_What needs to be done_. Reproduce every line of the following data verbatim, with no changes.

_Source material_.
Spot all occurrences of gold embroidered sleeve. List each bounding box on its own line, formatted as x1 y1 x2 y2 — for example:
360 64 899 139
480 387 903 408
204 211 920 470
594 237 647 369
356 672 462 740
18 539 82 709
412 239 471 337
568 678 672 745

_Finished exercise_.
Spot all occurrences of gold embroidered sleeve. List each bounding box on its own line, formatted as x1 y1 x2 y2 — for example:
360 64 899 139
480 387 903 408
204 211 920 470
594 237 647 369
356 672 462 740
18 539 82 709
412 239 471 337
568 678 672 745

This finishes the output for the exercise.